--- Provided data ---

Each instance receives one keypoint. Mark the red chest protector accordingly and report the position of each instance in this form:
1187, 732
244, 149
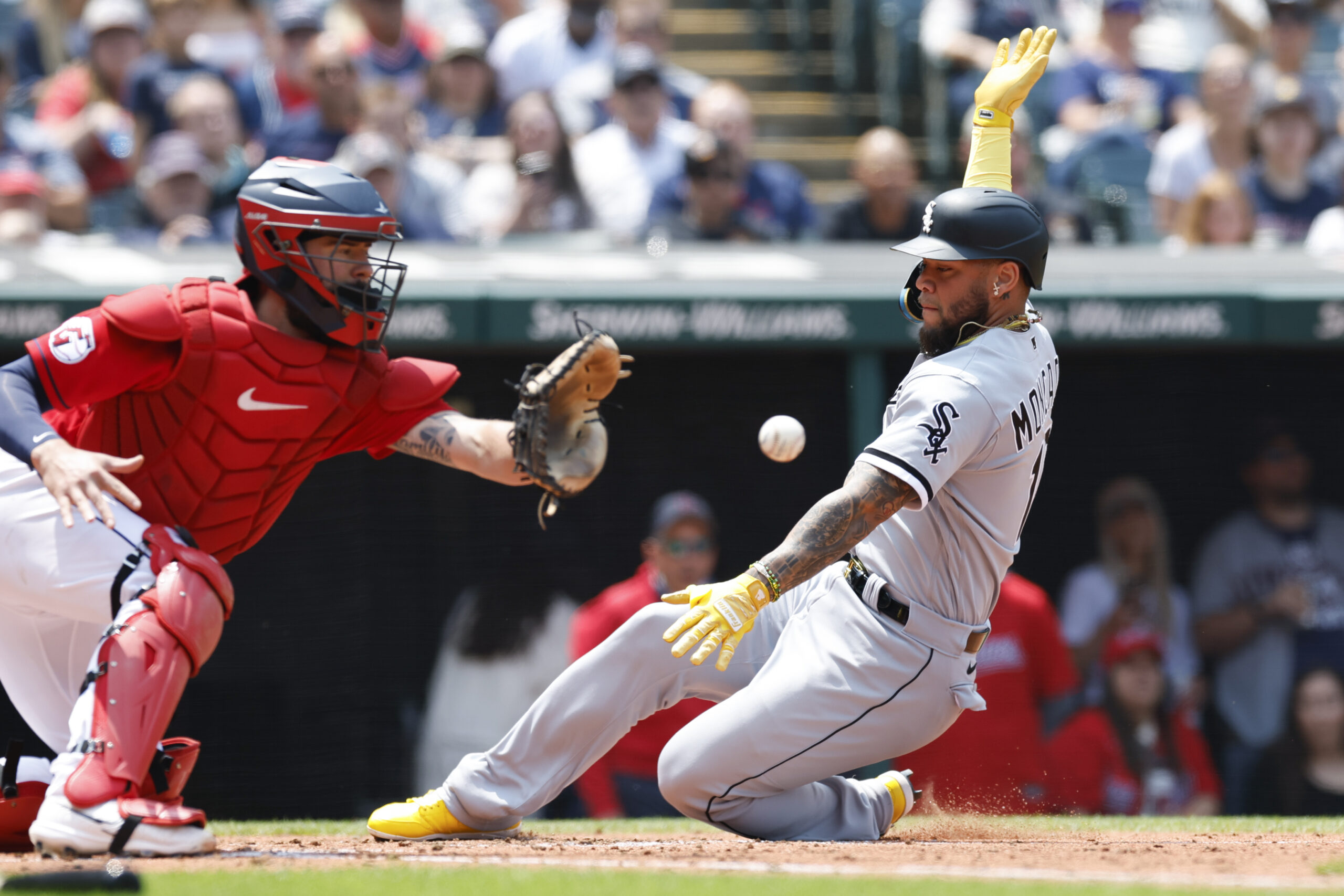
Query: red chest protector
245, 416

---

Aim of the exercise
Convert each line of the entries above into a JSON list of strings, one string per line, omitting blank lines and leaving out the pictures.

Task response
[
  "Each instance receives one keypoint. Mark the red chest protector accordingly and report the position of each instance in this form:",
  "1187, 732",
  "244, 149",
  "Query: red chest protector",
  "245, 416"
]